* [SET EXERCISE] Copy the records below character for character, omitting the pictures.

* [LISTING]
______________________________

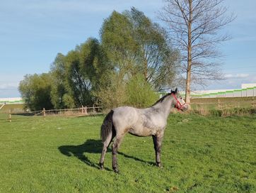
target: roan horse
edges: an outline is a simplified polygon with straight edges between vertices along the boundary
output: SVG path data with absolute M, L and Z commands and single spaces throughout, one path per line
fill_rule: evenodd
M 112 145 L 112 162 L 114 171 L 118 172 L 117 153 L 127 133 L 137 136 L 152 136 L 156 165 L 161 167 L 161 143 L 168 116 L 173 107 L 182 111 L 188 109 L 188 105 L 178 96 L 177 89 L 163 96 L 149 108 L 139 109 L 120 106 L 111 110 L 101 126 L 100 137 L 103 145 L 100 160 L 100 169 L 104 168 L 104 158 L 107 147 L 115 137 Z

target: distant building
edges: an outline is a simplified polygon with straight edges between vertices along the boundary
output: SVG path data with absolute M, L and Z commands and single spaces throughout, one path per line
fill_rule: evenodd
M 0 104 L 23 104 L 21 97 L 14 97 L 14 98 L 0 98 Z
M 185 95 L 185 92 L 180 92 Z M 242 84 L 241 89 L 192 91 L 191 98 L 256 96 L 256 83 Z
M 256 87 L 256 83 L 250 83 L 250 84 L 242 84 L 242 89 L 248 89 Z

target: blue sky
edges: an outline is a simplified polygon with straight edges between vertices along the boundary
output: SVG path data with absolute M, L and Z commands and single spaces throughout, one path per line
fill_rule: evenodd
M 47 72 L 58 53 L 66 54 L 89 37 L 98 38 L 113 10 L 135 6 L 157 21 L 162 0 L 0 0 L 0 98 L 19 96 L 26 74 Z M 225 31 L 233 39 L 220 46 L 226 79 L 206 89 L 240 88 L 256 82 L 256 1 L 226 0 L 237 18 Z

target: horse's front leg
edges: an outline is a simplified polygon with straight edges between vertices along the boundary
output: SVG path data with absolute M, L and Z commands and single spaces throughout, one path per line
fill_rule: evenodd
M 153 147 L 156 152 L 156 163 L 158 167 L 161 167 L 161 145 L 163 140 L 163 134 L 152 136 Z

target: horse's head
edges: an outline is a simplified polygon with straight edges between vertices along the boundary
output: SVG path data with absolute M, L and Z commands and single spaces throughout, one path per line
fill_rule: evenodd
M 178 110 L 187 111 L 189 109 L 189 105 L 185 103 L 182 97 L 178 94 L 177 88 L 175 91 L 171 91 L 171 95 L 174 98 L 175 105 L 174 107 Z

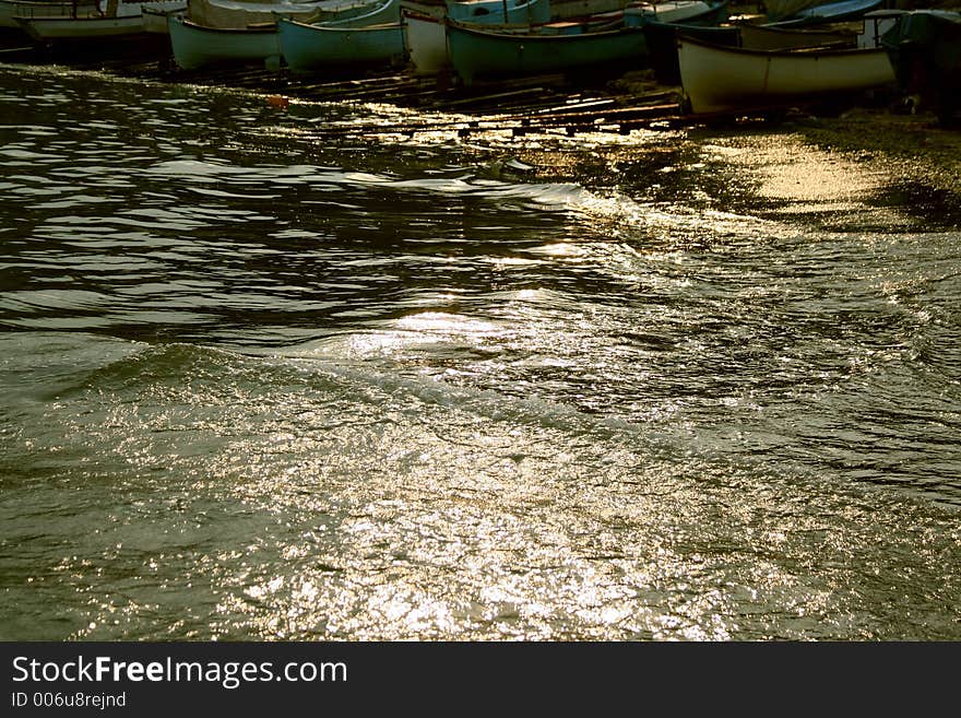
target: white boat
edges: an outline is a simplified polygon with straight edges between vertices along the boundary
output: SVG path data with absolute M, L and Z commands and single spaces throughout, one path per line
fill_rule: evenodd
M 322 2 L 234 2 L 190 0 L 186 15 L 168 17 L 174 61 L 183 70 L 210 64 L 282 64 L 276 20 L 333 22 L 358 17 L 389 7 L 383 0 L 324 0 Z M 393 14 L 399 10 L 393 2 Z
M 404 42 L 415 74 L 439 74 L 450 68 L 444 17 L 482 24 L 532 25 L 550 20 L 550 0 L 463 0 L 401 5 Z
M 174 61 L 182 70 L 210 64 L 258 63 L 280 69 L 281 45 L 274 23 L 251 27 L 210 27 L 182 15 L 167 17 Z
M 366 9 L 371 0 L 190 0 L 187 17 L 205 27 L 240 28 L 272 23 L 277 16 L 299 22 L 333 20 L 352 9 Z
M 145 3 L 106 0 L 99 7 L 82 7 L 73 15 L 29 14 L 14 20 L 34 40 L 44 44 L 94 42 L 103 38 L 137 37 L 145 33 L 143 7 L 157 10 L 182 8 L 182 0 L 152 0 Z
M 784 108 L 894 83 L 881 48 L 751 50 L 680 37 L 677 56 L 684 104 L 696 115 Z
M 143 32 L 152 35 L 169 35 L 167 19 L 170 15 L 182 15 L 187 12 L 186 2 L 173 9 L 156 8 L 150 3 L 143 4 L 141 8 L 143 10 Z
M 0 27 L 14 27 L 20 30 L 20 23 L 15 17 L 58 16 L 75 17 L 78 12 L 85 13 L 98 9 L 97 0 L 80 0 L 79 2 L 47 1 L 29 2 L 26 0 L 0 0 Z

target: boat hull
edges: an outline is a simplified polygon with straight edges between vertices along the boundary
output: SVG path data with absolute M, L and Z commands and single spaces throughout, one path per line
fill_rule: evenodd
M 294 72 L 329 67 L 401 63 L 405 58 L 400 23 L 371 27 L 328 27 L 287 20 L 277 21 L 280 48 Z
M 186 17 L 167 19 L 174 60 L 183 70 L 220 63 L 266 63 L 280 67 L 276 26 L 223 28 L 198 25 Z
M 685 104 L 692 114 L 785 107 L 894 83 L 881 48 L 762 51 L 692 38 L 677 45 Z
M 403 8 L 404 39 L 415 74 L 450 69 L 444 16 L 459 22 L 535 25 L 550 20 L 549 0 L 464 0 L 448 5 L 411 3 Z

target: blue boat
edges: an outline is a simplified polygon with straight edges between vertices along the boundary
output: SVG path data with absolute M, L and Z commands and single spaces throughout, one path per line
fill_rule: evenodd
M 871 10 L 881 7 L 883 0 L 841 0 L 827 4 L 815 5 L 794 13 L 773 23 L 764 23 L 766 27 L 791 27 L 797 25 L 823 25 L 826 23 L 861 20 Z
M 281 54 L 293 72 L 401 63 L 406 58 L 398 0 L 347 20 L 307 24 L 277 20 Z
M 727 0 L 673 2 L 687 23 L 727 16 Z M 486 27 L 447 19 L 451 66 L 464 86 L 479 78 L 515 78 L 549 73 L 593 72 L 603 66 L 624 71 L 648 57 L 644 22 L 655 12 L 597 16 L 588 23 L 558 22 L 532 27 Z M 708 20 L 710 19 L 710 20 Z
M 281 46 L 274 24 L 259 27 L 209 27 L 180 15 L 167 17 L 174 61 L 183 70 L 220 63 L 266 63 L 280 68 Z

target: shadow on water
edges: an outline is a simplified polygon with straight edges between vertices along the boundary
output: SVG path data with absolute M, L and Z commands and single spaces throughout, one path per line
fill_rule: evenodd
M 961 193 L 917 180 L 894 180 L 866 202 L 871 207 L 893 208 L 916 217 L 928 229 L 961 227 Z

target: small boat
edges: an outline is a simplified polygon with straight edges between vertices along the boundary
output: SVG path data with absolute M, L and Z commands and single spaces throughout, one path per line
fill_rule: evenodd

______________________________

* [TASK RESPONSE]
target: roan horse
edges: an outline is a simplified polygon with straight edges between vertices along the boundary
output: SVG path data with absolute M, L and Z commands and single spaces throughout, one path per line
fill_rule: evenodd
M 112 145 L 112 162 L 114 171 L 118 172 L 117 153 L 127 133 L 137 136 L 152 136 L 156 165 L 161 167 L 161 143 L 168 116 L 173 107 L 182 111 L 188 109 L 188 105 L 178 96 L 177 89 L 163 96 L 149 108 L 139 109 L 120 106 L 111 110 L 101 126 L 100 137 L 103 145 L 100 160 L 100 169 L 104 168 L 104 158 L 107 147 L 115 137 Z

target: distant building
edges: an outline is a simplified polygon with straight edges between vertices along the boundary
output: SVG path data with absolute M, L and Z commands and single spaces throughout, one path per line
fill_rule: evenodd
M 0 104 L 23 104 L 21 97 L 14 97 L 14 98 L 0 98 Z
M 185 95 L 185 92 L 180 92 Z M 242 84 L 241 89 L 192 91 L 191 98 L 256 96 L 256 83 Z
M 256 87 L 256 83 L 250 83 L 250 84 L 242 84 L 242 89 L 248 89 Z

target: blue sky
edges: an outline is a simplified polygon with straight edges between vertices along the boundary
output: SVG path data with absolute M, L and Z commands and single spaces throughout, one path per line
fill_rule: evenodd
M 47 72 L 58 53 L 66 54 L 89 37 L 98 38 L 113 10 L 135 6 L 157 21 L 162 0 L 0 0 L 0 98 L 19 96 L 26 74 Z M 225 31 L 233 39 L 220 46 L 226 79 L 206 89 L 240 88 L 256 82 L 256 1 L 226 0 L 237 18 Z

target: horse's front leg
edges: an outline is a simplified polygon with straight edges between vertices along the boundary
output: SVG path data with absolute M, L and Z commands and single spaces throughout, one path per line
fill_rule: evenodd
M 153 147 L 156 152 L 156 163 L 158 167 L 161 167 L 161 145 L 163 140 L 163 134 L 152 136 Z

target: horse's head
edges: an outline is a simplified polygon with straight edges between vertices along the boundary
output: SVG path data with absolute M, L and Z commands and single spaces throughout, one path per line
fill_rule: evenodd
M 178 110 L 187 111 L 189 109 L 189 105 L 185 103 L 182 97 L 178 94 L 177 88 L 175 91 L 171 91 L 171 95 L 174 98 L 175 105 L 174 107 Z

target: white boat
edges: an outline is a simplified polygon with straight edges between vertices along the boundary
output: SVG path data with absolute M, L and Z commands and single spaces throughout, one path per line
fill_rule: evenodd
M 322 2 L 234 2 L 190 0 L 186 15 L 168 17 L 174 61 L 183 70 L 210 64 L 282 64 L 276 20 L 333 22 L 358 17 L 389 7 L 383 0 L 324 0 Z M 393 14 L 399 10 L 393 2 Z
M 404 42 L 415 74 L 439 74 L 450 68 L 444 17 L 482 24 L 532 25 L 550 20 L 550 0 L 463 0 L 401 5 Z
M 174 61 L 182 70 L 210 64 L 258 63 L 280 69 L 281 45 L 274 23 L 251 27 L 210 27 L 182 15 L 167 17 Z
M 366 9 L 371 0 L 190 0 L 187 17 L 205 27 L 240 28 L 272 23 L 277 16 L 299 22 L 333 20 L 352 9 Z
M 145 3 L 106 0 L 99 7 L 82 7 L 73 15 L 29 14 L 14 20 L 34 40 L 44 44 L 94 42 L 103 38 L 137 37 L 145 33 L 143 7 L 157 10 L 182 8 L 182 0 L 152 0 Z
M 784 108 L 894 83 L 881 48 L 751 50 L 680 37 L 677 56 L 684 104 L 696 115 Z
M 143 32 L 152 35 L 169 35 L 167 19 L 170 15 L 182 15 L 187 12 L 186 2 L 173 9 L 156 8 L 150 3 L 143 4 L 141 8 L 143 10 Z
M 0 27 L 14 27 L 20 30 L 20 23 L 15 17 L 58 16 L 75 17 L 78 12 L 85 13 L 98 9 L 97 0 L 80 0 L 79 2 L 47 1 L 29 2 L 26 0 L 0 0 Z

target: boat hull
edges: an outline is a simplified polygon with straight edges between vertices along the boundary
output: SVG path data with absolute M, L and Z commands and single spaces throughout, one path per line
fill_rule: evenodd
M 294 72 L 329 67 L 401 63 L 405 58 L 400 23 L 371 27 L 328 27 L 287 20 L 277 21 L 280 48 Z
M 186 17 L 167 19 L 174 60 L 183 70 L 220 63 L 266 63 L 280 67 L 276 26 L 223 28 L 198 25 Z
M 685 104 L 692 114 L 785 107 L 894 83 L 881 48 L 762 51 L 692 38 L 677 45 Z
M 403 8 L 404 39 L 415 74 L 450 69 L 444 16 L 459 22 L 535 25 L 550 20 L 549 0 L 464 0 L 448 5 L 411 3 Z

target: blue boat
edges: an outline is a simplified polygon with straight edges between vertices along the boundary
output: SVG path data with absolute M, L and Z commands and single spaces throughout, one path per line
fill_rule: evenodd
M 871 10 L 881 7 L 883 0 L 841 0 L 827 4 L 815 5 L 794 13 L 773 23 L 764 23 L 766 27 L 791 27 L 797 25 L 823 25 L 826 23 L 861 20 Z
M 281 54 L 293 72 L 401 63 L 406 58 L 398 0 L 347 20 L 307 24 L 277 20 Z
M 727 0 L 673 2 L 687 23 L 727 16 Z M 486 27 L 447 19 L 451 66 L 464 86 L 479 78 L 515 78 L 549 73 L 593 72 L 603 66 L 624 71 L 648 57 L 644 22 L 655 12 L 597 16 L 588 23 L 558 22 L 532 27 Z M 708 20 L 710 19 L 710 20 Z
M 281 46 L 274 24 L 259 27 L 209 27 L 180 15 L 167 17 L 174 61 L 183 70 L 220 63 L 266 63 L 280 68 Z

target: shadow on water
edges: an outline is a simplified polygon with straight edges between vertices along the boundary
output: SVG path data with absolute M, L and Z commands and single spaces throughout, one path per line
fill_rule: evenodd
M 961 193 L 917 180 L 894 180 L 866 202 L 871 207 L 893 208 L 916 217 L 928 229 L 961 227 Z

target: small boat
edges: an outline is a simplified polygon with straight edges between vertices along the boundary
output: SVG path data with absolute M, L and Z commands and single spaces throughout, one path per line
fill_rule: evenodd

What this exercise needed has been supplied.